### Records for this exercise:
#####

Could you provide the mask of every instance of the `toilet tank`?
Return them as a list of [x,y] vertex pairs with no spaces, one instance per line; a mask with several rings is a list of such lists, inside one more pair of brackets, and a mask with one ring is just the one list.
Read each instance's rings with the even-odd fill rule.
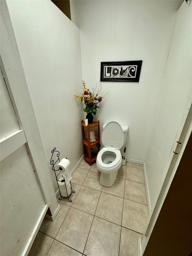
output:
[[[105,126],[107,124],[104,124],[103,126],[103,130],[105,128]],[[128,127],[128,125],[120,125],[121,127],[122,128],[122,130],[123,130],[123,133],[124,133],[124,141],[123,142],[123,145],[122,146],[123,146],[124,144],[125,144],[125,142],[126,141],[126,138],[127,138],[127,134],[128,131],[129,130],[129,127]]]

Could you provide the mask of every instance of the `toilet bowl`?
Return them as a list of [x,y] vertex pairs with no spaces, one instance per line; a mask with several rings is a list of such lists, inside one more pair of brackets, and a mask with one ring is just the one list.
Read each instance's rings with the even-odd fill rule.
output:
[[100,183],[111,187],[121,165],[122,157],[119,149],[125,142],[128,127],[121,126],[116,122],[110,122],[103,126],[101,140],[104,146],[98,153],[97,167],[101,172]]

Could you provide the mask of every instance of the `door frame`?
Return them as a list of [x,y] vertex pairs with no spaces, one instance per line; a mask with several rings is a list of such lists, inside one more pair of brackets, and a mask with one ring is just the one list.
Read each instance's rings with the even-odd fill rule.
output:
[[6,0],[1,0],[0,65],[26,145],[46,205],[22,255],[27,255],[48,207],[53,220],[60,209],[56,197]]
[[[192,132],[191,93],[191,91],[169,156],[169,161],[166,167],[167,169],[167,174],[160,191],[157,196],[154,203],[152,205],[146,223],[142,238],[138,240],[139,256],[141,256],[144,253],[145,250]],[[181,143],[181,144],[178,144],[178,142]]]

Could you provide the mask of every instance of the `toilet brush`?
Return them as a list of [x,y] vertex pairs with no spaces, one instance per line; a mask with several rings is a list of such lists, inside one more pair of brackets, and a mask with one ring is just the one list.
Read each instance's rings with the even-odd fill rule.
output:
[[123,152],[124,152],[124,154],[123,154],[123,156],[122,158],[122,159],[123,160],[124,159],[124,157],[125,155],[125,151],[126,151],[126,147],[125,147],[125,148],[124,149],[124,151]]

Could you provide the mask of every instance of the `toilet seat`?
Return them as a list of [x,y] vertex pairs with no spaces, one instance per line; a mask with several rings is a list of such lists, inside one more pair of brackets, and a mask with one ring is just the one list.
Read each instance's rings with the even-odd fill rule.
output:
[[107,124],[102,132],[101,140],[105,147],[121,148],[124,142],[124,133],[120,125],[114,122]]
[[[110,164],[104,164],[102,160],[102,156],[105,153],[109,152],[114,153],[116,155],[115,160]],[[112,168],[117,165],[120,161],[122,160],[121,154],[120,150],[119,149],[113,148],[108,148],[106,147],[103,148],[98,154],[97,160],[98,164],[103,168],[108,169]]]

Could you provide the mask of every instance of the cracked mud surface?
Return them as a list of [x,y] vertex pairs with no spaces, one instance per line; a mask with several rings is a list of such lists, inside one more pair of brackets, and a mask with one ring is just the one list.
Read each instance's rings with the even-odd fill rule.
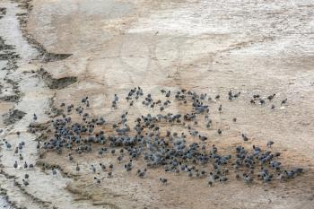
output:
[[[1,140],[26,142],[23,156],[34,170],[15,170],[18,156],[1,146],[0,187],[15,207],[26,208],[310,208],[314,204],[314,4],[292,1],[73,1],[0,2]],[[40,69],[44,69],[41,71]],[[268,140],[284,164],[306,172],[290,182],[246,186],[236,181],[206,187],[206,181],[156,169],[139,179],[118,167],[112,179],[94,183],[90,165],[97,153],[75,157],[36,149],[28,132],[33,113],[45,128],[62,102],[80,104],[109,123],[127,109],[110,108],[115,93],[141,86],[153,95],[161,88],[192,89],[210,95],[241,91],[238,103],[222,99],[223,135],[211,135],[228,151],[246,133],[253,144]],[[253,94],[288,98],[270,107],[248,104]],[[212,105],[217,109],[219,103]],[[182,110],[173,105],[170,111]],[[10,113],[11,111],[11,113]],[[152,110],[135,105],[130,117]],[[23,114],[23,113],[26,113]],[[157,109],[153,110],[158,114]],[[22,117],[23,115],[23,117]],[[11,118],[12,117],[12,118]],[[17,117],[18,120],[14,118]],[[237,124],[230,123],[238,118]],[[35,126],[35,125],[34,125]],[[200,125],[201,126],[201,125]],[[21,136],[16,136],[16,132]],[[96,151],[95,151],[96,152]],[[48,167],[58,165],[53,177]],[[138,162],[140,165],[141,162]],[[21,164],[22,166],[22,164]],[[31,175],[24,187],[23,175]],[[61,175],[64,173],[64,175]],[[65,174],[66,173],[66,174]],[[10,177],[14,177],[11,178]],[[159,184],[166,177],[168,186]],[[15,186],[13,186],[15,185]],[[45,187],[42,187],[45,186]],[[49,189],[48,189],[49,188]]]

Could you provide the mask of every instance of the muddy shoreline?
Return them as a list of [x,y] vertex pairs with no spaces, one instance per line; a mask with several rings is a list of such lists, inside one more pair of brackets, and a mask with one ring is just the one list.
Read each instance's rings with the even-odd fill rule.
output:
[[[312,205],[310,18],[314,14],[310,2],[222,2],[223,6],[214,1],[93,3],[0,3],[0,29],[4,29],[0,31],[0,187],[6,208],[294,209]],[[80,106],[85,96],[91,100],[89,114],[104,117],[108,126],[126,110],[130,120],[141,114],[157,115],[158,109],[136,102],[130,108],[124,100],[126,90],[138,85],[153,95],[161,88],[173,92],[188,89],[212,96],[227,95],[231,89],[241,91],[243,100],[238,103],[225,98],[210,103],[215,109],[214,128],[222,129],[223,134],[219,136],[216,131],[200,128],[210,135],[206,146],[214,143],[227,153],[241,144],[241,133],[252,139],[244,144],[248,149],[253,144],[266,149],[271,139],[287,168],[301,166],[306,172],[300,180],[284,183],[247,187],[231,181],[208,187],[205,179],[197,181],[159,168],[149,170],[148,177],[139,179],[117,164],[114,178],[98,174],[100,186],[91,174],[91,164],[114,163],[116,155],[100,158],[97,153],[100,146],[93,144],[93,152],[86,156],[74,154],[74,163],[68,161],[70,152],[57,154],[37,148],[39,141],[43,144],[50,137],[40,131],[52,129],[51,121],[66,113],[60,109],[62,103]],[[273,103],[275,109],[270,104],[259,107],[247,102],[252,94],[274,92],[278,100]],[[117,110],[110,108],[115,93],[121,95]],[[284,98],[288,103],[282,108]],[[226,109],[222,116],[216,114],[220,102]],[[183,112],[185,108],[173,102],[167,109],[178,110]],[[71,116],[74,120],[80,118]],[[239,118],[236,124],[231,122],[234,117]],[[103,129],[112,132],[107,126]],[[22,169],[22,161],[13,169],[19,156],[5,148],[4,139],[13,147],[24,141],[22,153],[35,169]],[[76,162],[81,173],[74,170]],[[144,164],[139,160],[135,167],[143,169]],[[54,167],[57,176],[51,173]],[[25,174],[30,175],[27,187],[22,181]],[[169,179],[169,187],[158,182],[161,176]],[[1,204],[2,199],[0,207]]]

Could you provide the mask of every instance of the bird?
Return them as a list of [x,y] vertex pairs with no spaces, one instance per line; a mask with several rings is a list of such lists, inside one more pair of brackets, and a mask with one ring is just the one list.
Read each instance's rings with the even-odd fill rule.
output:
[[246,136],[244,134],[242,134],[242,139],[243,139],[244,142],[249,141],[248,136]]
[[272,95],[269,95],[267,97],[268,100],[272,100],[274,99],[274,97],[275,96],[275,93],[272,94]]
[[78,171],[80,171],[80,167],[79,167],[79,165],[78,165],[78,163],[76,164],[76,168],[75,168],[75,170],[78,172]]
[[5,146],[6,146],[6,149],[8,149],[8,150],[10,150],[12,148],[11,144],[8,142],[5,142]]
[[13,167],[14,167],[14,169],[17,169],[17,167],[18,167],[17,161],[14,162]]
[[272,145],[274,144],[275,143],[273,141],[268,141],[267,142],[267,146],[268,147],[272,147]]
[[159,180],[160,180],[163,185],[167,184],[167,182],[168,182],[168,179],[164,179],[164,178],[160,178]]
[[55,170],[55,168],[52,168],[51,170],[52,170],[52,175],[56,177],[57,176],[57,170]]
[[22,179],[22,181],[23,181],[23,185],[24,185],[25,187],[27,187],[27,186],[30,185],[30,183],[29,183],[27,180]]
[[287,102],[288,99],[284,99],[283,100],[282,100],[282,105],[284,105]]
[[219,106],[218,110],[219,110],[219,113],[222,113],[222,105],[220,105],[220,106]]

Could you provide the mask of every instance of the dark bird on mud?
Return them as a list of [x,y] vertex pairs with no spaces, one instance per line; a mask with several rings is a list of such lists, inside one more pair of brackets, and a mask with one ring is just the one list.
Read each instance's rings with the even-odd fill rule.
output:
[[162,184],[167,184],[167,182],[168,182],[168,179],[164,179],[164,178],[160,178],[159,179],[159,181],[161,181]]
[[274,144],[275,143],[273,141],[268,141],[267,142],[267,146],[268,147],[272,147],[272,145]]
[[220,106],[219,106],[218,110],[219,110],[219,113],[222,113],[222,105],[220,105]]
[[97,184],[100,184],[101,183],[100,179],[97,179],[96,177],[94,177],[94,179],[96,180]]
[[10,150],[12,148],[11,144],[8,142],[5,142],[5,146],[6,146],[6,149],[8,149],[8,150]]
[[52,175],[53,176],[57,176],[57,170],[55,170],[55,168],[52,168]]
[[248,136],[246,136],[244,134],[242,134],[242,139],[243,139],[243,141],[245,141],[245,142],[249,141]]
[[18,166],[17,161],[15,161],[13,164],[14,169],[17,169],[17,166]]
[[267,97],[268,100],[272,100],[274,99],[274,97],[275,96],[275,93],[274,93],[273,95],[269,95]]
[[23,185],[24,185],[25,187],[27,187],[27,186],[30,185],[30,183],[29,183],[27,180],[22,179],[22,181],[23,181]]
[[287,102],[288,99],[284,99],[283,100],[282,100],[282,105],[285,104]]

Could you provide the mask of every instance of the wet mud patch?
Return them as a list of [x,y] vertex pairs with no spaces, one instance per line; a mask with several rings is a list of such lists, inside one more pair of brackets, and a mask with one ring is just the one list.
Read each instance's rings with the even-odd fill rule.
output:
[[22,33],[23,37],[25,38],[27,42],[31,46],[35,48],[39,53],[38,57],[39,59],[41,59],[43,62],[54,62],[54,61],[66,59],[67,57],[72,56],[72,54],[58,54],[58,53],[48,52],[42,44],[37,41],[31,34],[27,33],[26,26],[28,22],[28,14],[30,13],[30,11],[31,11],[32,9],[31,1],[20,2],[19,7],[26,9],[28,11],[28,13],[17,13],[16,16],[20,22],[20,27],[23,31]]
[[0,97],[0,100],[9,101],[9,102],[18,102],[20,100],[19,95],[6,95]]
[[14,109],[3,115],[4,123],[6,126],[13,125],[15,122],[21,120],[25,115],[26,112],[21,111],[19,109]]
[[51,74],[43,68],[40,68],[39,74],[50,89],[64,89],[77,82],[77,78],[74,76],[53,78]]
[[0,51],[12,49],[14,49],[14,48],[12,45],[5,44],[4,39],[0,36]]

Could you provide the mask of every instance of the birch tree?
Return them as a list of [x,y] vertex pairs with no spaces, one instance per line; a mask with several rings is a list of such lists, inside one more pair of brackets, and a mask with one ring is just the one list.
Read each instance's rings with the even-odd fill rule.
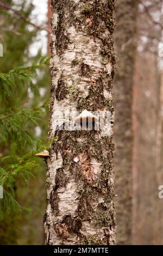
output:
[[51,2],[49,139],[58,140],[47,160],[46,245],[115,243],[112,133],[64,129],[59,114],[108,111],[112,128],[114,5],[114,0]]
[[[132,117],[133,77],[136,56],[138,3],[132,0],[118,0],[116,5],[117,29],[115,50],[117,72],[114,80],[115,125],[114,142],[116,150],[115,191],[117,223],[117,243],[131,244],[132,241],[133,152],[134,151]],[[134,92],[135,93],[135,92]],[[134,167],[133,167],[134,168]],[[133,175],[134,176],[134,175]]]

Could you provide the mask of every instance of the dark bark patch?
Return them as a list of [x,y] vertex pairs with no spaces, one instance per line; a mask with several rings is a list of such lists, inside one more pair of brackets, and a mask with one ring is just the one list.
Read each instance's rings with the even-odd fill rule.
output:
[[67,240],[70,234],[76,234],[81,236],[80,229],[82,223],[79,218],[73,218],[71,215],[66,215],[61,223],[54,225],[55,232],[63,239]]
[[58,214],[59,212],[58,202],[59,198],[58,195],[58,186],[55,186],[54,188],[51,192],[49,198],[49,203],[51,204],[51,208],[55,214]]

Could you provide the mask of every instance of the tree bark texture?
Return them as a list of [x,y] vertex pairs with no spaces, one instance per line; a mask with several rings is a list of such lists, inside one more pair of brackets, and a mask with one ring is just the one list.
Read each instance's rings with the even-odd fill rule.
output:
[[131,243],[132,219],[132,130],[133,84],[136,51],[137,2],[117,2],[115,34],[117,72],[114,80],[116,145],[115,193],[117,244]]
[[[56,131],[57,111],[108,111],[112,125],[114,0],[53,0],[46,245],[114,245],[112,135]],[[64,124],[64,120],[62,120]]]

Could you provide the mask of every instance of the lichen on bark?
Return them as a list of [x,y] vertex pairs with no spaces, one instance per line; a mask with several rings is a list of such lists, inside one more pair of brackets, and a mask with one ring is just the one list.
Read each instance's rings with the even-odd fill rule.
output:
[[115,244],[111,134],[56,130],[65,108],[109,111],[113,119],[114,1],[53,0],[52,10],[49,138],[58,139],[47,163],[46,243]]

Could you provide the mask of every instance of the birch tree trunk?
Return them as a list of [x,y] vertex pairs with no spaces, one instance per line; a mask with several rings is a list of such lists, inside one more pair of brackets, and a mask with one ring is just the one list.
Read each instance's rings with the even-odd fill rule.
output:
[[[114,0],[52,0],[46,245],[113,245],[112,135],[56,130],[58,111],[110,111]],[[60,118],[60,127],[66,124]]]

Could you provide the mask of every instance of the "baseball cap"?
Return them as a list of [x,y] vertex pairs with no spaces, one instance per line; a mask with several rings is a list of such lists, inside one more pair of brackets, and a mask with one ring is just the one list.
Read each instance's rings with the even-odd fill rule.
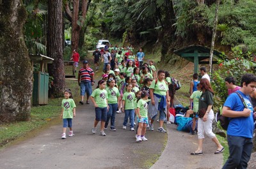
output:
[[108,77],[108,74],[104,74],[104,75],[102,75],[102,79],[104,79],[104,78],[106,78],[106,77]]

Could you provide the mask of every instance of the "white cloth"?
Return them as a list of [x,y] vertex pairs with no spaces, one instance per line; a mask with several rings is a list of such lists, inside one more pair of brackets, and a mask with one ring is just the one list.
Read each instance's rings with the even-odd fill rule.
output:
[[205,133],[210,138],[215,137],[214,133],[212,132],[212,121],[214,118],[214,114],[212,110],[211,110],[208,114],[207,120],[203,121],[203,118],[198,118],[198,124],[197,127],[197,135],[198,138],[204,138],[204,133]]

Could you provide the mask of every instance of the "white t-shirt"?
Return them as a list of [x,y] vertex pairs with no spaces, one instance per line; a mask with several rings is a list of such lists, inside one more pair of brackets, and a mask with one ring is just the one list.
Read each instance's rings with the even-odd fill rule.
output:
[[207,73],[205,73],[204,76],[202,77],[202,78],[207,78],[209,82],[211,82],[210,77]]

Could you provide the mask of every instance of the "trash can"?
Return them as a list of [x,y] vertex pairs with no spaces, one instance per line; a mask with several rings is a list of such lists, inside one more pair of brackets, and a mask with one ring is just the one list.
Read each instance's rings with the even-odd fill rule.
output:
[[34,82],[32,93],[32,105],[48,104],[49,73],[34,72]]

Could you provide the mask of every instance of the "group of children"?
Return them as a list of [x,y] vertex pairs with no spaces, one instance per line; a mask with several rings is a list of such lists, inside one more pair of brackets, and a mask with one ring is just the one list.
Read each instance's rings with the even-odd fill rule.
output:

#####

### Aim:
How many lines of the data above contain the string "birch"? Case counts. Reply with only the number.

### Output of the task:
2